# Exercise description:
Write out the passage of the biographical entry on Peter MacFaul below from "Biographical entry MacFaul, Peter" to "in November 1959.", word for word.
---------- Selected passage ----------
Biographical entry MacFaul, Peter Alexander James Marsh (1935 - 2003)
MRCS and FRCS 1966, MB BS London 1959, DO 1963, LRCP 1966.
- 17 April 1935
- 14 June 2003
- Ophthalmic surgeon
Peter MacFaul was a consultant ophthalmic surgeon in London. He was born on 17 April 1935 in Leigh, Lancashire, to Alexander MacFaul, a general practitioner, and Constance, a pharmacist. He had two elder siblings. The children initially had a governess for tuition at home, but then in September 1940 he began his formal education at Loretto Convent, Altrincham, and sang in the choir as a treble. In spite of illness at school, he had notable success: he was a member of several societies, played games and was awarded class medals. His medical education was at the Middlesex Hospital Medical School, where he qualified in November 1959.
He specialised in ophthalmology, lectured at the Institute of Ophthalmology, and in 1970 was appointed consultant ophthalmic surgeon to the Middlesex Hospital. He was also consultant ophthalmic surgeon to the Royal National Orthopaedic and Royal Marsden hospitals (from 1978), the latter appointment reflecting his great expertise in ocular tumours. Many of his colleagues relied on his help in this field. Later he was appointed honorary consultant ophthalmic surgeon to the Western Ophthalmic Hospital. He travelled abroad, lecturing in Essen, Bonn, Amsterdam, Paris, Rome, Munich, Barcelona, Madrid, Copenhagen and the American University in Beirut. In 1980 he was appointed regional consultant to the DHSS.
---------- Data for review ----------
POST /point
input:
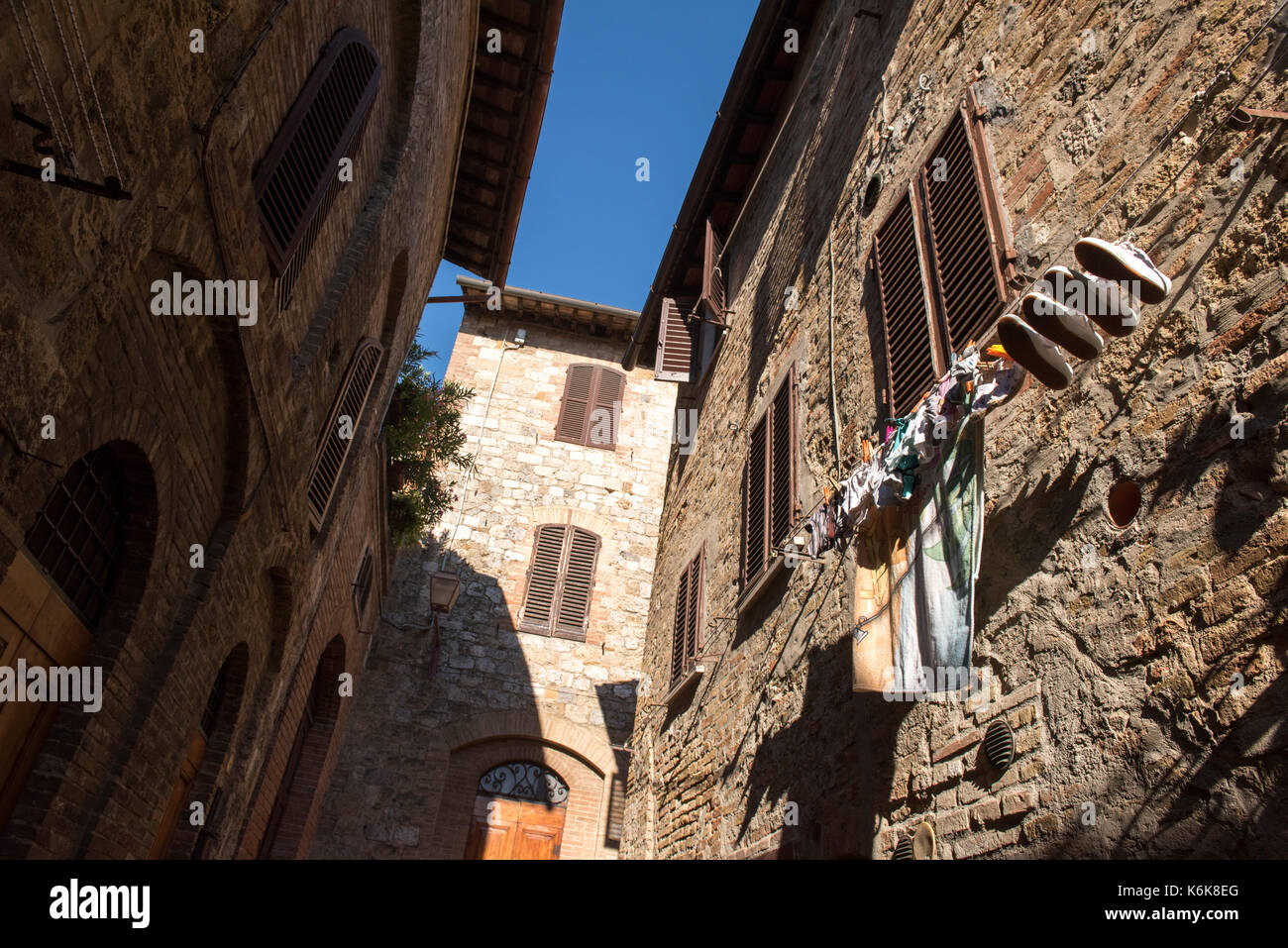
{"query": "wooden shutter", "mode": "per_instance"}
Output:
(576, 584)
(756, 479)
(712, 275)
(333, 450)
(688, 617)
(297, 179)
(561, 581)
(769, 484)
(539, 600)
(606, 402)
(589, 411)
(575, 408)
(910, 361)
(674, 346)
(694, 620)
(782, 472)
(962, 247)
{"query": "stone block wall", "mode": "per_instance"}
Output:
(1150, 657)
(227, 416)
(402, 789)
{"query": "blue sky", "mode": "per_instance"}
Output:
(630, 80)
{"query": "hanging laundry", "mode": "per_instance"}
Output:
(931, 604)
(997, 384)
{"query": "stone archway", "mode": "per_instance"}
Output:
(583, 760)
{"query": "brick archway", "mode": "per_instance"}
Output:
(579, 755)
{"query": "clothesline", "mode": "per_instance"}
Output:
(889, 473)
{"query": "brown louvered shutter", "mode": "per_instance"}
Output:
(576, 583)
(910, 361)
(601, 430)
(575, 408)
(965, 252)
(756, 479)
(333, 450)
(782, 483)
(297, 179)
(678, 633)
(694, 620)
(674, 346)
(712, 274)
(539, 599)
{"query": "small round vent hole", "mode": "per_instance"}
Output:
(1000, 745)
(872, 193)
(1124, 502)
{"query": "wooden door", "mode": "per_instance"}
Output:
(514, 830)
(37, 626)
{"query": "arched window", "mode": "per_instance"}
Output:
(176, 836)
(299, 786)
(342, 429)
(561, 579)
(591, 406)
(84, 557)
(76, 535)
(523, 781)
(518, 813)
(297, 179)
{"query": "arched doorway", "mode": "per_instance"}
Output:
(91, 536)
(518, 813)
(178, 837)
(295, 793)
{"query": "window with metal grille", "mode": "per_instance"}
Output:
(362, 584)
(943, 260)
(591, 407)
(688, 618)
(561, 579)
(769, 484)
(76, 536)
(296, 181)
(616, 807)
(342, 429)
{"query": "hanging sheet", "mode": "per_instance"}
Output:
(914, 603)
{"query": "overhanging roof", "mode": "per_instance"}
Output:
(559, 312)
(741, 137)
(502, 124)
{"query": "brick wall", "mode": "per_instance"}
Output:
(226, 416)
(1121, 672)
(402, 788)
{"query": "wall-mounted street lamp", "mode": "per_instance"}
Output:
(443, 588)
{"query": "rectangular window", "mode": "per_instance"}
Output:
(591, 407)
(561, 579)
(362, 584)
(690, 342)
(688, 618)
(297, 179)
(943, 261)
(769, 484)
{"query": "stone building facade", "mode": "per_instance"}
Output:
(243, 550)
(1136, 655)
(487, 685)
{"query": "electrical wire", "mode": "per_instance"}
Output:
(475, 462)
(62, 137)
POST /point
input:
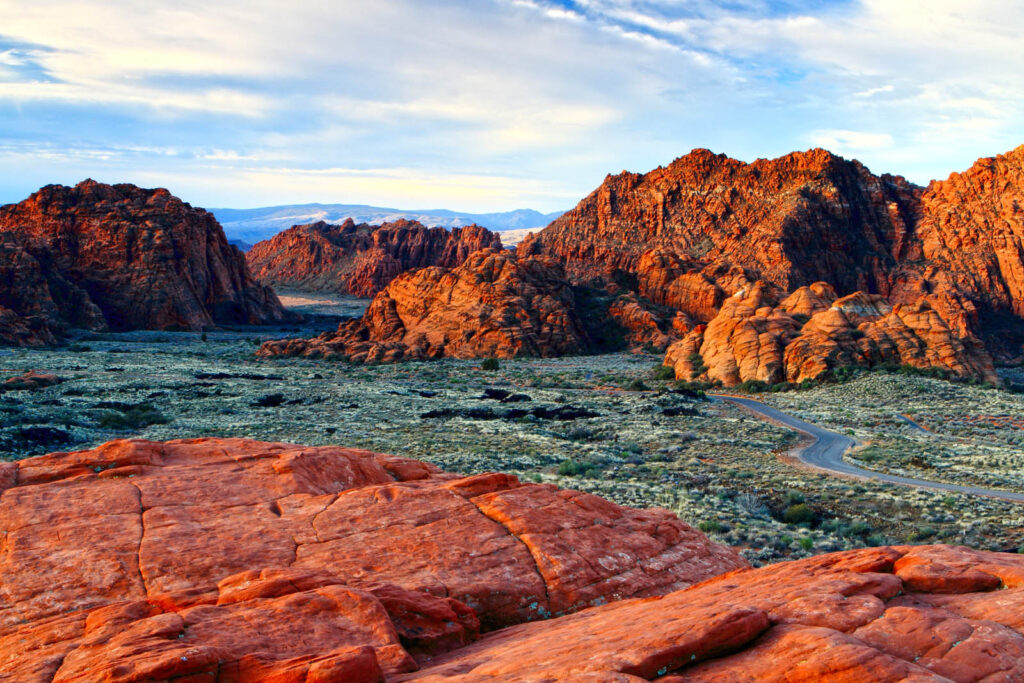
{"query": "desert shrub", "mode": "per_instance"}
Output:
(798, 514)
(664, 373)
(124, 417)
(710, 526)
(573, 468)
(584, 434)
(753, 505)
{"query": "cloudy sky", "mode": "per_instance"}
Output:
(489, 104)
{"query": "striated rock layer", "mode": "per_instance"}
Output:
(691, 233)
(119, 257)
(239, 560)
(493, 305)
(360, 259)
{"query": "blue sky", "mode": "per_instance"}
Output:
(488, 104)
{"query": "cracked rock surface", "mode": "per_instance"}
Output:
(249, 560)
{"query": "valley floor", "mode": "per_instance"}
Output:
(601, 424)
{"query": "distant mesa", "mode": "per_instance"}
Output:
(252, 225)
(780, 270)
(241, 560)
(119, 257)
(360, 260)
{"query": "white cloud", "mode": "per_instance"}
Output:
(503, 90)
(846, 141)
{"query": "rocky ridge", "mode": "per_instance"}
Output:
(695, 232)
(762, 335)
(361, 259)
(493, 305)
(240, 560)
(119, 257)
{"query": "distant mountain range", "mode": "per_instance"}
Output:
(252, 225)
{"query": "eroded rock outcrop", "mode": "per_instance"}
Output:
(494, 305)
(361, 259)
(759, 335)
(241, 560)
(119, 257)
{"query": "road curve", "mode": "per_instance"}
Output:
(827, 449)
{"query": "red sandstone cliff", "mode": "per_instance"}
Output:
(493, 305)
(801, 218)
(121, 257)
(360, 259)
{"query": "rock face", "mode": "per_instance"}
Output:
(759, 335)
(238, 560)
(119, 257)
(795, 220)
(493, 305)
(361, 259)
(699, 230)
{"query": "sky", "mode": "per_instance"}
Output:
(489, 104)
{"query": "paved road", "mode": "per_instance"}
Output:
(827, 449)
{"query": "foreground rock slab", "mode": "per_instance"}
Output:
(240, 560)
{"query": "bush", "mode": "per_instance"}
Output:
(571, 468)
(798, 514)
(128, 417)
(710, 526)
(664, 373)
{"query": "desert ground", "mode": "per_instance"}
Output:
(605, 424)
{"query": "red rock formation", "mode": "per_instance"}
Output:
(972, 231)
(494, 305)
(644, 326)
(239, 560)
(757, 337)
(121, 257)
(360, 259)
(801, 218)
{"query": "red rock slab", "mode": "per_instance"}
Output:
(615, 639)
(166, 522)
(282, 638)
(591, 551)
(807, 653)
(428, 539)
(949, 645)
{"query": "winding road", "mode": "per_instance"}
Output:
(827, 449)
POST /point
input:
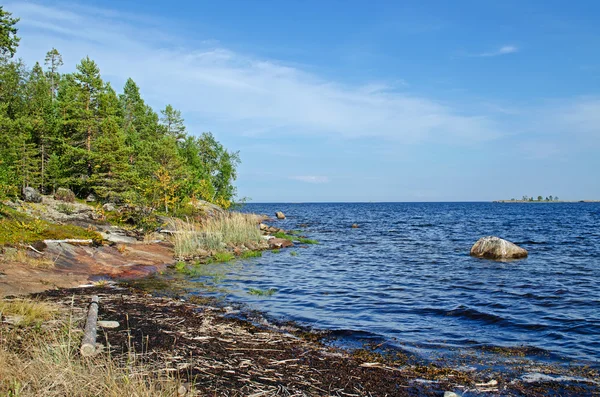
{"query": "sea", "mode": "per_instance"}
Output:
(404, 278)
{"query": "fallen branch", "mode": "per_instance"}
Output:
(88, 343)
(73, 241)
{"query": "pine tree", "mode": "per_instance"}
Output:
(8, 34)
(53, 61)
(173, 123)
(39, 112)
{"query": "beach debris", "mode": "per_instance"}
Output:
(108, 324)
(88, 343)
(72, 241)
(492, 247)
(450, 394)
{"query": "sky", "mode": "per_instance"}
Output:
(359, 100)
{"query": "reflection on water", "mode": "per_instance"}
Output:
(405, 275)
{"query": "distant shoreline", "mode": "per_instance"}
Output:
(545, 202)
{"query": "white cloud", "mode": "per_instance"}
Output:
(504, 50)
(311, 178)
(231, 91)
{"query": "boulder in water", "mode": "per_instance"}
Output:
(31, 195)
(492, 247)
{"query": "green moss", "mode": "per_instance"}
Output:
(16, 227)
(251, 254)
(262, 292)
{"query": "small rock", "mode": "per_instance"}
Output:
(108, 324)
(109, 207)
(90, 198)
(39, 245)
(31, 195)
(492, 247)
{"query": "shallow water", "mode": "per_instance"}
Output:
(406, 276)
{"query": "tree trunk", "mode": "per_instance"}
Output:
(88, 343)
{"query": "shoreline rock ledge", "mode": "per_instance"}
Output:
(492, 247)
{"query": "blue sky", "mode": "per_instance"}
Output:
(356, 100)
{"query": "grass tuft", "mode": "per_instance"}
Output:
(27, 311)
(214, 234)
(223, 256)
(44, 360)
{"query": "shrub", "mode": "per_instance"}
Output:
(63, 194)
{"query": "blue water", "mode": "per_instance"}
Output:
(406, 275)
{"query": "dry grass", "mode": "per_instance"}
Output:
(25, 312)
(33, 260)
(43, 360)
(214, 234)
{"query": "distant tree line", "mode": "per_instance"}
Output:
(73, 130)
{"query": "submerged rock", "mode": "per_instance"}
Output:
(31, 195)
(492, 247)
(276, 243)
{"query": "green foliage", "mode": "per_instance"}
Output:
(66, 195)
(262, 292)
(66, 209)
(74, 131)
(8, 34)
(251, 254)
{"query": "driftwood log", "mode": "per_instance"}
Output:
(72, 241)
(88, 343)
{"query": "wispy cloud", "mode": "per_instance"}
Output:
(311, 178)
(504, 50)
(232, 91)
----------
# Reply to the task:
Biographical entry MacFaul, Peter Alexander James Marsh (1935 - 2003)
MRCS and FRCS 1966, MB BS London 1959, DO 1963, LRCP 1966.
- 17 April 1935
- 14 June 2003
- Ophthalmic surgeon
Peter MacFaul was a consultant ophthalmic surgeon in London. He was born on 17 April 1935 in Leigh, Lancashire, to Alexander MacFaul, a general practitioner, and Constance, a pharmacist. He had two elder siblings. The children initially had a governess for tuition at home, but then in September 1940 he began his formal education at Loretto Convent, Altrincham, and sang in the choir as a treble. In spite of illness at school, he had notable success: he was a member of several societies, played games and was awarded class medals. His medical education was at the Middlesex Hospital Medical School, where he qualified in November 1959.